THE TASK >> Copy out word for word the items from the line containing "What part of this image shows the sign" through the line containing "top-left (97, 399), bottom-right (534, 525)", including both of those lines.

DATA RECORDS >>
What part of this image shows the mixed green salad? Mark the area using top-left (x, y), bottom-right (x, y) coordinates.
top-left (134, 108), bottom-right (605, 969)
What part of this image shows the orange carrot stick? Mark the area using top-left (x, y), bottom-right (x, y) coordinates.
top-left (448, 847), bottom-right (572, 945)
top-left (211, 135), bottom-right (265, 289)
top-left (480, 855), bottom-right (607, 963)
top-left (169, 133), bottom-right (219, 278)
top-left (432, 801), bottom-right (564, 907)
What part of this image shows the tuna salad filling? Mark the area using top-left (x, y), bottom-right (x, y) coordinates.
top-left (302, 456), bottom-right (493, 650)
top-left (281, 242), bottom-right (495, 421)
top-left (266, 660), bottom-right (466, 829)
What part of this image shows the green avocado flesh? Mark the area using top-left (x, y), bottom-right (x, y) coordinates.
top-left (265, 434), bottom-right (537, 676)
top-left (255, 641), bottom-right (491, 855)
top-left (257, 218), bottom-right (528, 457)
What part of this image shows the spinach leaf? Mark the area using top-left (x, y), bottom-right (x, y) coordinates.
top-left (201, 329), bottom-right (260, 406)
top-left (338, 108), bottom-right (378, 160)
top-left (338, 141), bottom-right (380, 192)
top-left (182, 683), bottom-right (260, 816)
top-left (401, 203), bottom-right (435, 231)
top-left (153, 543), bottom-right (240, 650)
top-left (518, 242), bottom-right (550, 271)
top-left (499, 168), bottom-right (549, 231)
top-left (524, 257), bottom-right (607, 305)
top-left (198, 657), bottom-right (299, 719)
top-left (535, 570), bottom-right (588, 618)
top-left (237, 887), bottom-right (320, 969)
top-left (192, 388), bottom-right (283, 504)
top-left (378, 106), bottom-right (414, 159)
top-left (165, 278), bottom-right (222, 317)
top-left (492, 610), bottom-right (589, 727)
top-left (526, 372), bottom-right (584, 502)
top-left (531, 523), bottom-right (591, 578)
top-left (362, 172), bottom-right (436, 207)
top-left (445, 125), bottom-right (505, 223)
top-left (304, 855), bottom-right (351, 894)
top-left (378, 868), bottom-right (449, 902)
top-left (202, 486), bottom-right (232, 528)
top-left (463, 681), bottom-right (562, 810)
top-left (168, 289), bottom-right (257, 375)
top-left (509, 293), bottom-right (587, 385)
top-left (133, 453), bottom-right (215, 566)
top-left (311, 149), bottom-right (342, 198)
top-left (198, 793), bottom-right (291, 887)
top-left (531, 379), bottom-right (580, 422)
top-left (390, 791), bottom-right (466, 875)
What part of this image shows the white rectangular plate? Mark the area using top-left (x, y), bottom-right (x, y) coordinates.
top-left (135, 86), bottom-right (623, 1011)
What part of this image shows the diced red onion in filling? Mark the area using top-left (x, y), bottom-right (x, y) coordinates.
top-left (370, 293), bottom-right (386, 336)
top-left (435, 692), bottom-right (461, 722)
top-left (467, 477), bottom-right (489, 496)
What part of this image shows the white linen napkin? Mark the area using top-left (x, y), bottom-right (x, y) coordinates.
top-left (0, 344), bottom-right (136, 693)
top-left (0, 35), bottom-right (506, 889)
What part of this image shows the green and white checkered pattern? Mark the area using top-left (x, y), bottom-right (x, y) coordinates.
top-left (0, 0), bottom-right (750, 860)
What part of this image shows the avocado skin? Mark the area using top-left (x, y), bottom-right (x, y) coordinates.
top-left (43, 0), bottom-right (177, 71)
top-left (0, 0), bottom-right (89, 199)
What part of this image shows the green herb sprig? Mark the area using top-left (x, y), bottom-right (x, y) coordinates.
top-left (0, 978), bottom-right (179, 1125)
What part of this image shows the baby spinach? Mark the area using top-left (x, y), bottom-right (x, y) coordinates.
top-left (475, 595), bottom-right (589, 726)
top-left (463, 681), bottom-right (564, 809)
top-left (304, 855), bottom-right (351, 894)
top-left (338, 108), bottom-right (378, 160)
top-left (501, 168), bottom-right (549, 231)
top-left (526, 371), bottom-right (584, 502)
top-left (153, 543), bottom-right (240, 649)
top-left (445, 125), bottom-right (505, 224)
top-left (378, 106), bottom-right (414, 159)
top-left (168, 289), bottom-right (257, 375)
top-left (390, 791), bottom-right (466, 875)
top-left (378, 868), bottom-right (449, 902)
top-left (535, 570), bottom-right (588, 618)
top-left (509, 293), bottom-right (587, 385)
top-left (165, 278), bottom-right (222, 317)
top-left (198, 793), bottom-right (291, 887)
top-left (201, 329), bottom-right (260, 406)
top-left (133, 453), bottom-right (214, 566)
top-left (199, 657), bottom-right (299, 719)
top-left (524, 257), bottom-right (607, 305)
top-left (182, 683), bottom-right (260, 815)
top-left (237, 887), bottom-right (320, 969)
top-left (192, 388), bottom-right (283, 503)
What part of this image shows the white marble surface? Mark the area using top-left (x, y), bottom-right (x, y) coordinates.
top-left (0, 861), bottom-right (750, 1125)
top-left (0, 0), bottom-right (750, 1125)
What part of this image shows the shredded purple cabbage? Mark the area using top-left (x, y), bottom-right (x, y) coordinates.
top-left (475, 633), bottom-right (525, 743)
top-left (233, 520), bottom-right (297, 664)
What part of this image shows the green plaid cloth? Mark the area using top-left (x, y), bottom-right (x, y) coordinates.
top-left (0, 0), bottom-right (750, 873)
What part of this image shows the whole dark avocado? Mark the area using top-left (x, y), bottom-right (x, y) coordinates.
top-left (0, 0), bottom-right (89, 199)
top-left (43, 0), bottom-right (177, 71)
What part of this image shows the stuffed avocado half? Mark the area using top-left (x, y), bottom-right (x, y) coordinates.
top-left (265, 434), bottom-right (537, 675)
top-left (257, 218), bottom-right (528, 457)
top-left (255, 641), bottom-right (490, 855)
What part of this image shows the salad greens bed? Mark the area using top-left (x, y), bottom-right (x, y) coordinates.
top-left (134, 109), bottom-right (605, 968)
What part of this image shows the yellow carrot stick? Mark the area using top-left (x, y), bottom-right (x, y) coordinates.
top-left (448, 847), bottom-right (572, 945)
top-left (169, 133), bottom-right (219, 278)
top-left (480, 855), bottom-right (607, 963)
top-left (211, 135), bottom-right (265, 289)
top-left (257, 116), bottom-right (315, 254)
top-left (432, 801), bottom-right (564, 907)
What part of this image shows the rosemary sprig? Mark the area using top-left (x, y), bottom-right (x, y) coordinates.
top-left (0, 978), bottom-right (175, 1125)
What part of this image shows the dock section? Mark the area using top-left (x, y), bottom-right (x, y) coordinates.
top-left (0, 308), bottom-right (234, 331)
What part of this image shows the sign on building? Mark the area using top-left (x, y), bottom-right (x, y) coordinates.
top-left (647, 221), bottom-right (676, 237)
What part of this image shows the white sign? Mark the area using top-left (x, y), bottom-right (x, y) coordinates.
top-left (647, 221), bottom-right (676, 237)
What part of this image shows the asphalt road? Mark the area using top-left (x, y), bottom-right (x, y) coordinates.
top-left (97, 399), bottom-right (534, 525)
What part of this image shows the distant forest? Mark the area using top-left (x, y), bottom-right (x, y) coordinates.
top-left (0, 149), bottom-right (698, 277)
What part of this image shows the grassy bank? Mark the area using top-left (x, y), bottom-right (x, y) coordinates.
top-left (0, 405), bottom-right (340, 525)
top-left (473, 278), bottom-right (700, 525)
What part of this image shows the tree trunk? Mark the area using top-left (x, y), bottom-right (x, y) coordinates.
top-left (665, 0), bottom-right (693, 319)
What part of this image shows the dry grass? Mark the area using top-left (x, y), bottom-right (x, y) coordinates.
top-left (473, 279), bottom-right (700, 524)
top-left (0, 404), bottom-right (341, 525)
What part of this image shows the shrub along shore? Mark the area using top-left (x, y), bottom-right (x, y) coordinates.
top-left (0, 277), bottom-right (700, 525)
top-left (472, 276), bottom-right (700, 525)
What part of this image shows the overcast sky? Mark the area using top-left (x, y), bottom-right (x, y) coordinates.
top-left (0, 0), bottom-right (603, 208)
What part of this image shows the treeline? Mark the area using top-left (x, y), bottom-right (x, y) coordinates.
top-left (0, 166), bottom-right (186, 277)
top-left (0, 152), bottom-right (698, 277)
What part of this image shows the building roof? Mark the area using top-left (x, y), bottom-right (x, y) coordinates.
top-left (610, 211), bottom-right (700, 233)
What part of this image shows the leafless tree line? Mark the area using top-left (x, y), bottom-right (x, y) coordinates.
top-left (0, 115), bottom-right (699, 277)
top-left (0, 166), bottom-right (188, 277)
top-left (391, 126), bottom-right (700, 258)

PROBLEM SOLUTION >>
What part of this image shows the sign on building? Mark the area using top-left (x, y), bottom-right (x, y) coordinates.
top-left (647, 221), bottom-right (676, 237)
What part of this image shows the white sign? Mark the area using top-left (x, y), bottom-right (x, y) coordinates.
top-left (647, 221), bottom-right (676, 237)
What part of this image shows the asphalt road? Mark the area using top-left (x, y), bottom-right (x, y) coordinates.
top-left (97, 399), bottom-right (534, 525)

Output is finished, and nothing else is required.